* _PROBLEM STATEMENT_: Extract verbatim the lines in the entries below, from the line containing "the woman's hand" down to the line containing "[[458, 576]]", including both of those lines.
>> Start GIVEN RECORDS
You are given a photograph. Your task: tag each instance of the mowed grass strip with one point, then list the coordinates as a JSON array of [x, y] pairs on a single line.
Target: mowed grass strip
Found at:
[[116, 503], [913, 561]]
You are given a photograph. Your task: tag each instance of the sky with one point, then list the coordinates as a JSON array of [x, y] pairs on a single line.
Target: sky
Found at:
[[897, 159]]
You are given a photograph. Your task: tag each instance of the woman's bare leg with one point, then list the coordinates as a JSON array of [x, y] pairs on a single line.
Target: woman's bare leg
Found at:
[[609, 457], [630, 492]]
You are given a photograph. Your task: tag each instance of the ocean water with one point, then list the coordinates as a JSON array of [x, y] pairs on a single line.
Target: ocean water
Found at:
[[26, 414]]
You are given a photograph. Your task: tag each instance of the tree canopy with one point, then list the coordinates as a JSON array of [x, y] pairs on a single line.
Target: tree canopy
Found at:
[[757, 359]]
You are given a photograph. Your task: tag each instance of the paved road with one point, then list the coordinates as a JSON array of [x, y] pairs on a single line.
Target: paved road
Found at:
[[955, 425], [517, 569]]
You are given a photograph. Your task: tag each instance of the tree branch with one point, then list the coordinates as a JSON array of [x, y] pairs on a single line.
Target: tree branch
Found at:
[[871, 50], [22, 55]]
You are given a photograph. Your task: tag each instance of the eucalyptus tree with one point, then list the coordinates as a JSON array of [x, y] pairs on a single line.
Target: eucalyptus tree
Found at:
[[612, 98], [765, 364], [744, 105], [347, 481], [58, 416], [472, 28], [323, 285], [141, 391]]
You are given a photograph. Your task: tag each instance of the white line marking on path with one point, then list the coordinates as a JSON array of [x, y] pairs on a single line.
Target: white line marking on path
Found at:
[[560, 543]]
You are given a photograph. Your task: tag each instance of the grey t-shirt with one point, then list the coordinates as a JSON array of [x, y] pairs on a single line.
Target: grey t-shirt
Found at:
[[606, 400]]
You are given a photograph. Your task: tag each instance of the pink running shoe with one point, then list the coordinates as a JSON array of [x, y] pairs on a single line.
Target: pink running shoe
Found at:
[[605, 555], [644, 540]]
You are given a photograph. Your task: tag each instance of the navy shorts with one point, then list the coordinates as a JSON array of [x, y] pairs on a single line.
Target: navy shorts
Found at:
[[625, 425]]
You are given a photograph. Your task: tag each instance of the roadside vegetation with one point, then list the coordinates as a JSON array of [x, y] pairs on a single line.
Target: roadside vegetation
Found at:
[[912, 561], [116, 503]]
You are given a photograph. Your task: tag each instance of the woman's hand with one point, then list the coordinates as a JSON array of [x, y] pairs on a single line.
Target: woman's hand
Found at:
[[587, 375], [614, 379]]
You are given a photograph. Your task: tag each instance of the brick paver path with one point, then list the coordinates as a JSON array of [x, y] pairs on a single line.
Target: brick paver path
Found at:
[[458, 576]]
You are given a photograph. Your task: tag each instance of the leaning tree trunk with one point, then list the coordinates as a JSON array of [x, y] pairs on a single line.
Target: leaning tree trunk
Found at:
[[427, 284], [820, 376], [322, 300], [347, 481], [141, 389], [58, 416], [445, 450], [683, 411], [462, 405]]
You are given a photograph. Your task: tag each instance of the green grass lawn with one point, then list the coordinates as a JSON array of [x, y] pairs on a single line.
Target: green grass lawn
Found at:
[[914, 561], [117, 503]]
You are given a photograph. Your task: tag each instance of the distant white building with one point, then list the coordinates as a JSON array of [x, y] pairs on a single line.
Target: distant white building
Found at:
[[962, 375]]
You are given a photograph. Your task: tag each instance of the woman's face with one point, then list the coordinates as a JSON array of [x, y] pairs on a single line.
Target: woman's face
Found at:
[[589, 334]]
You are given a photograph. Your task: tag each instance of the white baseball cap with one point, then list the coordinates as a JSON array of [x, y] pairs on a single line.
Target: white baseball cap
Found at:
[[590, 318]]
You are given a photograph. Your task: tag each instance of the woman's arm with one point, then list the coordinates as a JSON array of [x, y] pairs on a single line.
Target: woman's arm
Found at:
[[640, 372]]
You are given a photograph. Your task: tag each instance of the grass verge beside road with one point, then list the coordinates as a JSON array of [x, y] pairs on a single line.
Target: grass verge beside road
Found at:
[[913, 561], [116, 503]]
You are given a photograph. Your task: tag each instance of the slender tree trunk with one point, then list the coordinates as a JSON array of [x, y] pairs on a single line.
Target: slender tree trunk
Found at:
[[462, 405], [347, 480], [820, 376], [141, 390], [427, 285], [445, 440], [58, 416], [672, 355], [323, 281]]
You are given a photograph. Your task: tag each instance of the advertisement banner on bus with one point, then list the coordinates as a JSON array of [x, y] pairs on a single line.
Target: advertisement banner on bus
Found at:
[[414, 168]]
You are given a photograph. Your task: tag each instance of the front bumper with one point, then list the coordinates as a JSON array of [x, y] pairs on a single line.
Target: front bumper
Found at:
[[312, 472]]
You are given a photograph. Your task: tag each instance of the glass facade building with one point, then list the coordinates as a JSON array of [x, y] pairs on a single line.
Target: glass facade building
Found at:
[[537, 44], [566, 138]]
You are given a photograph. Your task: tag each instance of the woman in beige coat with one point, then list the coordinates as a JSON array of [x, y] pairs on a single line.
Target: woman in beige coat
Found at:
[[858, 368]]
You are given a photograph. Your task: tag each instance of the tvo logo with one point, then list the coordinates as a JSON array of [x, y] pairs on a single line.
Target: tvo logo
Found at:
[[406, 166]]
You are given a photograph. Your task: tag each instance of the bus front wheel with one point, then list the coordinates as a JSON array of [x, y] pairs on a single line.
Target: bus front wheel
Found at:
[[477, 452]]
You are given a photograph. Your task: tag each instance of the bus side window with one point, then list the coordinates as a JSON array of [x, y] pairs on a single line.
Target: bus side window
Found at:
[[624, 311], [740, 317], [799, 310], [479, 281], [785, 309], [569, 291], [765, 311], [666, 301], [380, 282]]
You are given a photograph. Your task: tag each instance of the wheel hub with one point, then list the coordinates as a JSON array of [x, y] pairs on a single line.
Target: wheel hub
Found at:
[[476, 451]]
>> End GIVEN RECORDS
* _COMPLETED EXERCISE_:
You are given a photograph. Your task: tag each instance of the woman's hand with one point, then list the coordinates as a JSON array of [x, y] pairs on a single line.
Target: woman's hand
Found at:
[[587, 375], [614, 379]]
You are given a photograph. Your task: tag each instance of the brick paver path with one point, then list the coordinates as a JSON array of [x, y] pairs on a single line.
Target: brick paver path
Found at:
[[458, 576]]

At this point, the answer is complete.